# start of RECORDS FOR THE EXERCISE

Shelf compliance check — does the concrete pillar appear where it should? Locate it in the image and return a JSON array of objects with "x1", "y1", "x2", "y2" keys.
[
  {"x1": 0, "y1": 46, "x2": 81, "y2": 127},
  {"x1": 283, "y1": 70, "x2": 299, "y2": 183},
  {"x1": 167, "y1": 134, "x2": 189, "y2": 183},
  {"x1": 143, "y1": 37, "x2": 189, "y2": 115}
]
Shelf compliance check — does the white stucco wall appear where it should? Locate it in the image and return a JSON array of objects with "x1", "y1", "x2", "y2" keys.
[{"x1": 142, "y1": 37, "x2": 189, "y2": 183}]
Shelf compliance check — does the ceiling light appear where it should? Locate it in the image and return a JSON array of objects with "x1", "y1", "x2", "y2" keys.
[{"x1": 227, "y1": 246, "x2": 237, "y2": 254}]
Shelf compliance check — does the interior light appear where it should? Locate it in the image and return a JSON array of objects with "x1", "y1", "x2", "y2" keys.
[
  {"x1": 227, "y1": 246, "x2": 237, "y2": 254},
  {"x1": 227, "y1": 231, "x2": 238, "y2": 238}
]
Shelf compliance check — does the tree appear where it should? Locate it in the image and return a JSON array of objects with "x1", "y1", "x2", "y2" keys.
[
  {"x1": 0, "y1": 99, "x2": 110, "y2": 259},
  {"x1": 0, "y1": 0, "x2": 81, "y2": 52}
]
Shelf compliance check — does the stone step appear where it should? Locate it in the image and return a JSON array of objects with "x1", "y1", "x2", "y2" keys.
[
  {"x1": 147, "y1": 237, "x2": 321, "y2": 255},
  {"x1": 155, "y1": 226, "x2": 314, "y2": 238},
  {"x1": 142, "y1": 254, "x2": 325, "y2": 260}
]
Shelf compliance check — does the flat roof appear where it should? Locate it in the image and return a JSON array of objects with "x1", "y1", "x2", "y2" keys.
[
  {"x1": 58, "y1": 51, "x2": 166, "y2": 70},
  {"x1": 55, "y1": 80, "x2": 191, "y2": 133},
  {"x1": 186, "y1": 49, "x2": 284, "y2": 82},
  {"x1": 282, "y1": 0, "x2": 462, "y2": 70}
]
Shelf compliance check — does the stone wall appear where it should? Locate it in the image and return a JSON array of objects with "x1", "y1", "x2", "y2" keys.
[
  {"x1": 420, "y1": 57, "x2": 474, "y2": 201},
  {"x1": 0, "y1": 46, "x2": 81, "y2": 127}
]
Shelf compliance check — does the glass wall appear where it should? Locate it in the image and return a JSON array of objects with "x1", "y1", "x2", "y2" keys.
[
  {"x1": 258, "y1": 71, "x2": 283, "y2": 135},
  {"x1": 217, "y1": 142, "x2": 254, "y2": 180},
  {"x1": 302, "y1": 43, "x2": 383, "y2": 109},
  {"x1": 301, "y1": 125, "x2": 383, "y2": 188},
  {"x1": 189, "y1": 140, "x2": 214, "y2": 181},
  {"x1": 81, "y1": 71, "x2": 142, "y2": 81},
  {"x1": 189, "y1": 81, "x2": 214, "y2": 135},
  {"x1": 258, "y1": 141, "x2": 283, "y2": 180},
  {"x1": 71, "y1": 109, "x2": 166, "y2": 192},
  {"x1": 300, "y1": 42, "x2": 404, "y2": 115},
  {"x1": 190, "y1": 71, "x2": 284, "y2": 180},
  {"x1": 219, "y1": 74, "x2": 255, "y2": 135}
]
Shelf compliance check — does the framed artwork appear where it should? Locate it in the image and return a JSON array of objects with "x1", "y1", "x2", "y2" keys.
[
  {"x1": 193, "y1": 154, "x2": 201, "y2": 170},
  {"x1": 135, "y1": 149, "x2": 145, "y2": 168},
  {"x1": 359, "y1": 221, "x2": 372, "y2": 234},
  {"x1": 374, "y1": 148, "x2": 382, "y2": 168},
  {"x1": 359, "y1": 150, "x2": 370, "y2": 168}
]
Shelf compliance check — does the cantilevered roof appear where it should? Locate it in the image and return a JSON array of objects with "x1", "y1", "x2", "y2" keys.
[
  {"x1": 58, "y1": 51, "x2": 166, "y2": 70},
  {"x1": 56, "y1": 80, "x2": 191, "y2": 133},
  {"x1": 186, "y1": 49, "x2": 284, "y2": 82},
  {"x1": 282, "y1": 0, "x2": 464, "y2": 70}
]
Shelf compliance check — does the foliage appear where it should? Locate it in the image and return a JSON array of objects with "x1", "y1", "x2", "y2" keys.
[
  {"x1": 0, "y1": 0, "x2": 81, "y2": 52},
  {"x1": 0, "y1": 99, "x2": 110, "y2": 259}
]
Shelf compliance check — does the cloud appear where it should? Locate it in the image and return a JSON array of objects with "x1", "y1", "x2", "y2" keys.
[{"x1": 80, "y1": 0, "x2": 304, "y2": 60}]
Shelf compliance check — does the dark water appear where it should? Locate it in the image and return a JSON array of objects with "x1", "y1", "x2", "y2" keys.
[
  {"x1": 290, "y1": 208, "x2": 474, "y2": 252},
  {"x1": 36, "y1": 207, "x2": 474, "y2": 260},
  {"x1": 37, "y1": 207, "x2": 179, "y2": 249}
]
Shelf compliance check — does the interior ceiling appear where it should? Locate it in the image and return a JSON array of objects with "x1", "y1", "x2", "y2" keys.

# end of RECORDS FOR THE EXERCISE

◆ **EXERCISE TASK**
Each entry above is to be printed again exactly.

◆ **SOLUTION FOR THIS TASK**
Shelf compliance check — does the concrete pillar appear where it should? Locate it in the image and return a JSON array of objects with "x1", "y1", "x2", "y2" keys.
[
  {"x1": 0, "y1": 46, "x2": 81, "y2": 127},
  {"x1": 283, "y1": 70, "x2": 299, "y2": 183},
  {"x1": 167, "y1": 134, "x2": 189, "y2": 183},
  {"x1": 143, "y1": 37, "x2": 189, "y2": 115}
]
Shelf compliance check — does the white stucco wall appear where it should? Locate it in the image and return a JSON array of objects with "x1", "y1", "x2", "y2" keys.
[{"x1": 142, "y1": 37, "x2": 189, "y2": 183}]
Shelf compliance check — does the ceiling light appear where it should? Locate it in the image and return a JSON array of objects with "x1", "y1", "x2", "y2" keys.
[{"x1": 227, "y1": 246, "x2": 237, "y2": 254}]
Shelf compliance check — does the interior light appear where it should? Locate it in the image and return a JSON array of objects with "x1", "y1", "x2", "y2" keys.
[
  {"x1": 227, "y1": 246, "x2": 237, "y2": 254},
  {"x1": 227, "y1": 231, "x2": 238, "y2": 238}
]
Shelf compliance check — does the tree appear where it should? Locate it in the image and return a JSON array of objects with "x1", "y1", "x2", "y2" keys.
[
  {"x1": 0, "y1": 99, "x2": 110, "y2": 259},
  {"x1": 0, "y1": 0, "x2": 81, "y2": 52}
]
Shelf compliance check — does the stone step appear where it should? Locate it in the image and return a JSON array of objects with "x1", "y1", "x2", "y2" keys.
[
  {"x1": 147, "y1": 237, "x2": 321, "y2": 255},
  {"x1": 155, "y1": 226, "x2": 314, "y2": 238},
  {"x1": 142, "y1": 254, "x2": 325, "y2": 260}
]
Shelf compliance check — does the flat roof appear where it should? Locate it in the image and return a JSON array of objects with "x1", "y1", "x2", "y2" keys.
[
  {"x1": 58, "y1": 51, "x2": 166, "y2": 70},
  {"x1": 55, "y1": 80, "x2": 191, "y2": 133},
  {"x1": 186, "y1": 49, "x2": 284, "y2": 82},
  {"x1": 282, "y1": 0, "x2": 462, "y2": 70}
]
Shelf compliance check — does the stone wall appear where it should? Locate it in the image and return a JSON array of objects with "x1", "y1", "x2", "y2" keys.
[
  {"x1": 420, "y1": 57, "x2": 474, "y2": 201},
  {"x1": 0, "y1": 46, "x2": 81, "y2": 127}
]
Shelf compliance check — does the glass wall appear where it should? Locate it in the image and return a JSON array of objects with "x1", "y1", "x2", "y2" keys.
[
  {"x1": 258, "y1": 71, "x2": 283, "y2": 135},
  {"x1": 217, "y1": 142, "x2": 254, "y2": 180},
  {"x1": 302, "y1": 43, "x2": 383, "y2": 109},
  {"x1": 301, "y1": 125, "x2": 383, "y2": 188},
  {"x1": 189, "y1": 140, "x2": 214, "y2": 181},
  {"x1": 81, "y1": 71, "x2": 142, "y2": 81},
  {"x1": 189, "y1": 81, "x2": 214, "y2": 135},
  {"x1": 258, "y1": 141, "x2": 283, "y2": 180},
  {"x1": 71, "y1": 109, "x2": 166, "y2": 192},
  {"x1": 300, "y1": 42, "x2": 404, "y2": 115},
  {"x1": 190, "y1": 71, "x2": 284, "y2": 180},
  {"x1": 219, "y1": 74, "x2": 255, "y2": 135}
]
Shelf compliance check — does the framed artwork appear where it should? Locate it in the image and return a JSON array of objects with "x1", "y1", "x2", "y2" keys.
[
  {"x1": 193, "y1": 154, "x2": 201, "y2": 170},
  {"x1": 135, "y1": 149, "x2": 145, "y2": 168},
  {"x1": 359, "y1": 221, "x2": 372, "y2": 234},
  {"x1": 374, "y1": 148, "x2": 382, "y2": 168},
  {"x1": 359, "y1": 150, "x2": 370, "y2": 168}
]
Shelf compliance check — does the cantilevered roof appear where it should? Locate it in the image and return a JSON array of objects with "x1", "y1", "x2", "y2" keys.
[
  {"x1": 58, "y1": 51, "x2": 166, "y2": 70},
  {"x1": 56, "y1": 80, "x2": 191, "y2": 133},
  {"x1": 186, "y1": 49, "x2": 284, "y2": 82},
  {"x1": 282, "y1": 0, "x2": 464, "y2": 70}
]
Shelf compliance check — does the foliage appear where it should? Locate it in the image and return a JSON array of objects with "x1", "y1", "x2", "y2" keys.
[
  {"x1": 0, "y1": 0, "x2": 81, "y2": 52},
  {"x1": 0, "y1": 99, "x2": 110, "y2": 259}
]
Shelf compliance check — does the cloud appear where it should? Locate it in the image and return a JSON array of objects with "x1", "y1", "x2", "y2" keys.
[{"x1": 80, "y1": 0, "x2": 304, "y2": 60}]
Shelf compliance check — does the dark water appear where it should? Locate it in the image and return a JSON array of objects with "x1", "y1", "x2", "y2" keys.
[
  {"x1": 290, "y1": 208, "x2": 474, "y2": 252},
  {"x1": 36, "y1": 207, "x2": 474, "y2": 260},
  {"x1": 37, "y1": 207, "x2": 179, "y2": 249}
]
Shelf compliance check — does the interior ceiling appear where it should? Locate it in the image and return a JSON array of objects with "x1", "y1", "x2", "y2" keys.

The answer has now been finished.